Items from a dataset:
++++++++

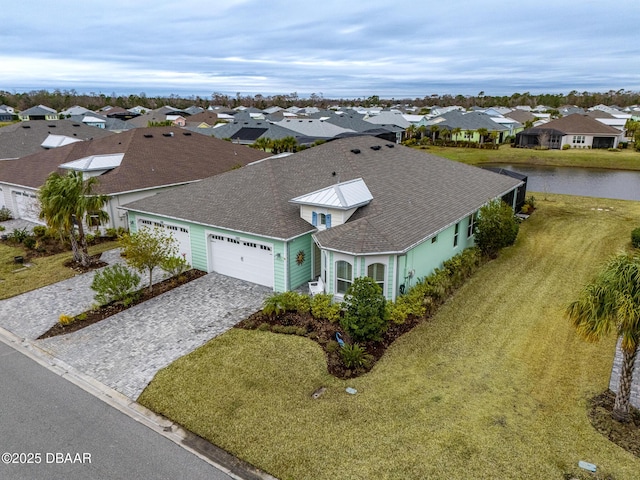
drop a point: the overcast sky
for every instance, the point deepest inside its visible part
(333, 48)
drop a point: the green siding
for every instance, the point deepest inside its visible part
(300, 274)
(427, 256)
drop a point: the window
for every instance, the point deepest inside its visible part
(344, 276)
(472, 221)
(376, 271)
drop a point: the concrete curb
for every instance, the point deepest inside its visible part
(222, 460)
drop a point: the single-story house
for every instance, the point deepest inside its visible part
(576, 130)
(352, 207)
(129, 166)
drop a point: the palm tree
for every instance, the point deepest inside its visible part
(67, 202)
(445, 134)
(482, 132)
(434, 129)
(494, 136)
(455, 132)
(411, 131)
(611, 303)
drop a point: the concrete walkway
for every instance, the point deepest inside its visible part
(126, 350)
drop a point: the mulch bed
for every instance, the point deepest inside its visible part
(324, 332)
(93, 316)
(625, 435)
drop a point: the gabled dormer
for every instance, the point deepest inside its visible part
(95, 165)
(333, 205)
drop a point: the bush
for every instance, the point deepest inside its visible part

++++++++

What is required
Print all the records above line for line, leaving out the pictures.

Task solution
drop a point: the overcast sky
for every instance, the point deepest inside its visible part
(333, 48)
drop a point: the green siding
for every instance, the point deepest inside its visible part
(300, 274)
(427, 256)
drop a point: the window
for every instance, the point deepest inside its visible part
(344, 276)
(472, 221)
(376, 271)
drop a point: the concrete curb
for every instance, the point deepest inside its visible part
(222, 460)
drop a point: the single-story house
for every instance, the point deepest inside its visible part
(576, 130)
(352, 207)
(129, 166)
drop a point: the palm tree
for every instance, the point deepest inside its visible part
(67, 202)
(445, 134)
(482, 132)
(434, 129)
(494, 136)
(455, 132)
(411, 131)
(611, 303)
drop a point: the concrete walkway
for every instance, the point deepest inside its visible part
(126, 350)
drop a point: the mulch bed
for every instance, the point deepest inside its visible part
(324, 332)
(93, 316)
(625, 435)
drop a point: the gabled dormer
for every instance, the point deepest inside its visible part
(95, 165)
(333, 205)
drop a point: the bush
for every instance, the point deepest inside its visible part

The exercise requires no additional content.